══ SELECTED TEXT

Application of Chromium Stable Isotopes to the Evaluation of Cr(VI) Contamination in Groundwater and Rock Leachates from Central Euboea, the Assopos Basin and Thebes Valley (Greece)

Tuesday, 16 December 2014
Robert Frei1, Karin Margarita Frei2, Maria Economou-Eliopoulos3, Cathy Atsarou3 and Dimitrios Koilakos4, (1)University of Copenhagen, Copenhagen, Denmark, (2)National Museum of Denmark, Copenhagen, Denmark, (3)University of Athens, Department of Geology and Geoenvironment, Athens, Greece, (4)Agricultural University of Athens, Department of Natural Resources Management & Agricultural Engineering, Athens, Greece
In order to identify the source(s) of toxic Cr(VI) prevalent in drinking and irrigation waters of Central Euboea (CE), the Assopos Basin (AB) and the Thebes Valley (TV;Greece), we have analyzed stable Cr isotopes, together with major and trace elements in porous, karstic and ultramafic mélange-hosted aquifers and groundwaters, ultramafic rocks from the hinterlands and soil samples from cultivated sites of this region. In addition we complemented our data with experimentally produced water leachates of rocks and soils.

Mg/Ca ratios >1 in much of the water samples indicate the influence of ultramafic rocks which dominate the geology on the geochemical composition of the groundwaters. Elevated Cr(VI) concentrations in experimental soil leachates, compared to those in rock pulp leachates, can be potentially explained by the presence of larger amounts of Fe(II) and lower amounts of Mn(IV) in the country rocks. Factor analysis on the 17 water samples from TV indicates a strong relationship between Na, Cl-, and Cr(VI), and also points to an aversion of Cr(VI) to nitrates (fertilizer-sewage sourced) and its independency from Mg and SiO2.

════
══ SUPPLIED INFORMATION

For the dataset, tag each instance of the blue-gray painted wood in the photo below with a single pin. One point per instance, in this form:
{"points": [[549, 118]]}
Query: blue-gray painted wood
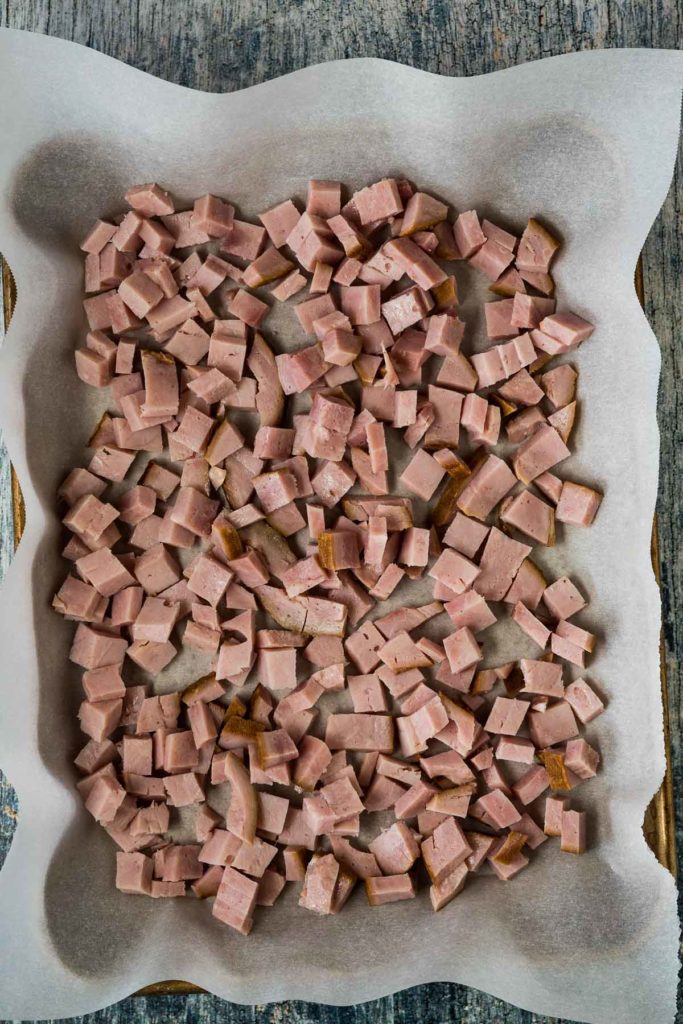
{"points": [[220, 46]]}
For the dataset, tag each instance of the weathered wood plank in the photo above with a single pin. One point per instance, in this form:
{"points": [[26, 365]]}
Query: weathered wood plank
{"points": [[223, 46]]}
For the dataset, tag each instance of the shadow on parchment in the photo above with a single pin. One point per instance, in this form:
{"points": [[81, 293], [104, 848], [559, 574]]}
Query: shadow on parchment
{"points": [[62, 187]]}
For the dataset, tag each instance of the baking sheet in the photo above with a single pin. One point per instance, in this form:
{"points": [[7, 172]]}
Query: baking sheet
{"points": [[572, 138]]}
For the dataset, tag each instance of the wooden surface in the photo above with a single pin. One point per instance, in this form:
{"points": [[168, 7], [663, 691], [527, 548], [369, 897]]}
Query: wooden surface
{"points": [[218, 46]]}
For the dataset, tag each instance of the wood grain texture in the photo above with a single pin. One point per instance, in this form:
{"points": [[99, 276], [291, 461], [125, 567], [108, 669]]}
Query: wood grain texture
{"points": [[223, 46]]}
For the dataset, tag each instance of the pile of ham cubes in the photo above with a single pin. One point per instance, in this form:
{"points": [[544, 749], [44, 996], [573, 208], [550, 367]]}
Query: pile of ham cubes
{"points": [[270, 548]]}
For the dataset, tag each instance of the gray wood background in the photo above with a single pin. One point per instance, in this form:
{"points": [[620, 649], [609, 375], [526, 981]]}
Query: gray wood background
{"points": [[221, 46]]}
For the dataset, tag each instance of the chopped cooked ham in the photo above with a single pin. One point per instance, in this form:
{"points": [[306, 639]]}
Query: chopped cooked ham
{"points": [[387, 363]]}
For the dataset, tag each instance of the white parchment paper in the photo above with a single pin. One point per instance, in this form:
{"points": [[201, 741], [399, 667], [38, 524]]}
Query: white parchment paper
{"points": [[587, 141]]}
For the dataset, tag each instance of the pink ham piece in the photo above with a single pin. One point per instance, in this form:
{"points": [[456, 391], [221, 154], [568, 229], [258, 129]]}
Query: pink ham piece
{"points": [[389, 889], [359, 732], [506, 716], [406, 309], [395, 850], [236, 900], [177, 399], [444, 850], [319, 884], [578, 505], [423, 475], [487, 485], [539, 453], [530, 516], [563, 599], [537, 248], [584, 701]]}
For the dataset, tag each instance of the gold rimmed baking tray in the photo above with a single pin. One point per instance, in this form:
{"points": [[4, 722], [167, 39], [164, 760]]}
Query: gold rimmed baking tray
{"points": [[658, 825]]}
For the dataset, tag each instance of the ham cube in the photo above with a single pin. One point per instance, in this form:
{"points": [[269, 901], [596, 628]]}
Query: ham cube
{"points": [[444, 850], [584, 701], [563, 599], [462, 649], [506, 716]]}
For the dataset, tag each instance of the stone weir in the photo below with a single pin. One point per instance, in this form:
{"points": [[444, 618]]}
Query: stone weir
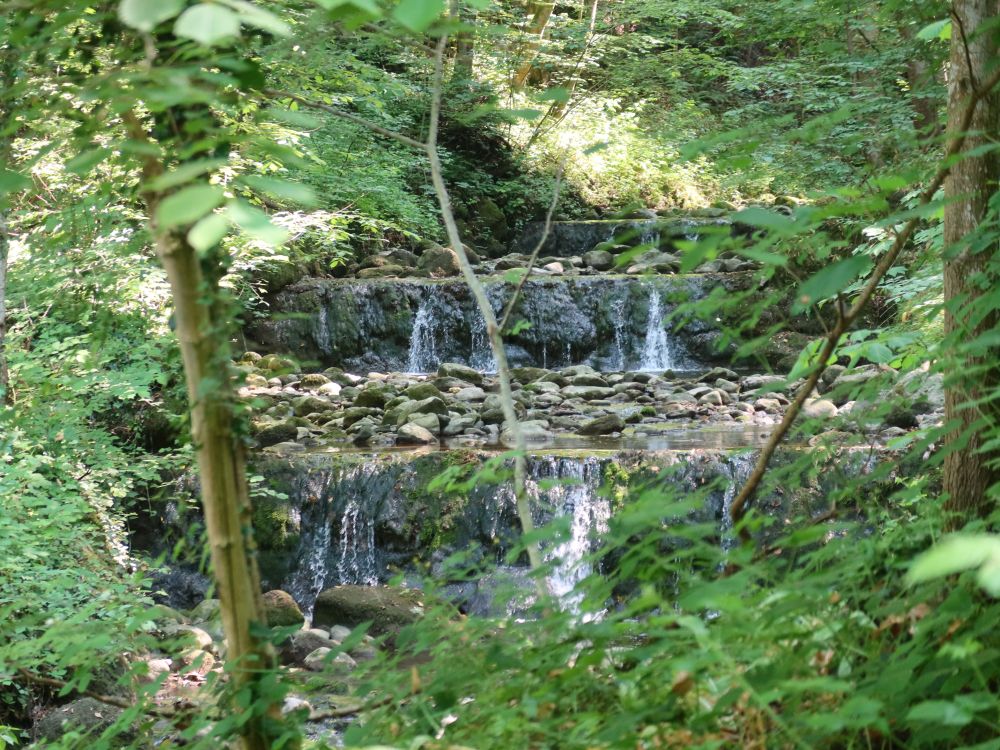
{"points": [[365, 518], [413, 325]]}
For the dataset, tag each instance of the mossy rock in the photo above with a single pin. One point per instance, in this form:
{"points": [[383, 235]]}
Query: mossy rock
{"points": [[281, 610], [387, 608]]}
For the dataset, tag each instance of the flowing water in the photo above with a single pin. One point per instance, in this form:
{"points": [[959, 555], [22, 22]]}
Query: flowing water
{"points": [[423, 351], [656, 350]]}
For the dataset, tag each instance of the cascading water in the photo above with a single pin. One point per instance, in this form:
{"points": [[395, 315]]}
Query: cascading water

════

◆ **REQUIRED WORK**
Please continue the abstract on chromium isotopes and Cr(VI) contamination in Greek groundwater, starting after its last sentence.

◆ **ANSWER TO THIS EXERCISE**
Assuming that redox processes produce significant Cr isotope fractionation (groundwater δ53Cr values range between +0.62 and +1.99‰), the compilation of the analytical data suggests that the dominant cause of Cr isotope fractionation is post-mobilization reduction of Cr(VI). However, the lack of a clear negative relationship between Cr(VI) concentrations and δ53Cr values may reflect that other processes complicate this interpretation. The variation in δ53Cr values, together with the results from the experimentally produced ultramafic rock pulp leachates, imply initial oxidative mobilization of Cr(VI) from the ultramafic host rocks, followed by reductive processes, as the main reason for the toxicity of the groundwaters. Using a Rayleigh distillation model and different fractionation factors of Cr(VI) reduction valid for aqueous Fe(II) and a variety of Fe(II)-bearing minerals, we calculate that more than ~53%, but maximum ~94%, of the originally mobile Cr(VI) pool was reduced to immobile Cr(III) in the waters from CE and AB. This indicates that efficient processes in the aquifers may facilitate natural attenuation of the toxic Cr(VI) to less harmful Cr(III).